» INFORMATION SHOWN

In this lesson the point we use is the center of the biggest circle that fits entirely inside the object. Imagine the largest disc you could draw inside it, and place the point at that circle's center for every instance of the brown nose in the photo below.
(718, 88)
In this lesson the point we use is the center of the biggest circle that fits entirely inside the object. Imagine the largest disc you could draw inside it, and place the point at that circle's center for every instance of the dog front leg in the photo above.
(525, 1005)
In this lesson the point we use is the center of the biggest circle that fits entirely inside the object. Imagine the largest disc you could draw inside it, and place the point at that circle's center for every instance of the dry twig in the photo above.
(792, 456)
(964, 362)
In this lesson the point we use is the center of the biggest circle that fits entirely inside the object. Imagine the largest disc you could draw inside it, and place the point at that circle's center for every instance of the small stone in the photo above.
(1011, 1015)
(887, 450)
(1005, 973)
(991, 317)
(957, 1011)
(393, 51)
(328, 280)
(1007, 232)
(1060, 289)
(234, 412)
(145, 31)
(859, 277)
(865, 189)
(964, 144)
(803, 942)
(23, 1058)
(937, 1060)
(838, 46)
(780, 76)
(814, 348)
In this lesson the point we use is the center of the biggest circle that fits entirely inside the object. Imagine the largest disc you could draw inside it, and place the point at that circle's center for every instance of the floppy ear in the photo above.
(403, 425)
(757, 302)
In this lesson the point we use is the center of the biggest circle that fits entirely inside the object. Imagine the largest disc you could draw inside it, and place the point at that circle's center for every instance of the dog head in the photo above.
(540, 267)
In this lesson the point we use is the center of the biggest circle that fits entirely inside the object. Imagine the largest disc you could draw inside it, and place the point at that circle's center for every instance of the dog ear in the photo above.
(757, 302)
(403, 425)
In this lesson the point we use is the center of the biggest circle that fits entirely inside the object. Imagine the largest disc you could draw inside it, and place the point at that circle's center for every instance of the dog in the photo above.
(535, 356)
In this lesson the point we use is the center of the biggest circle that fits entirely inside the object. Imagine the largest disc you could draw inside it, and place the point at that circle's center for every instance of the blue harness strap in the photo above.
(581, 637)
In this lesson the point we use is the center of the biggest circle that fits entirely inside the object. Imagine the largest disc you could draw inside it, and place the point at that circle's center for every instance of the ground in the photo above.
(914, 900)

» STATED GOAL
Write out the material again from the line with "ground in the photo above." through the end, keeping every line and offsetting each coordinate value by adding 134 to it.

» TASK ANSWER
In this lesson the point we use is the center of the biggest circle that fits entirely inside the object. Imagine the largest disc you could draw inside it, and place the point at that circle's center for every instance of the ground in the photo above.
(1048, 1034)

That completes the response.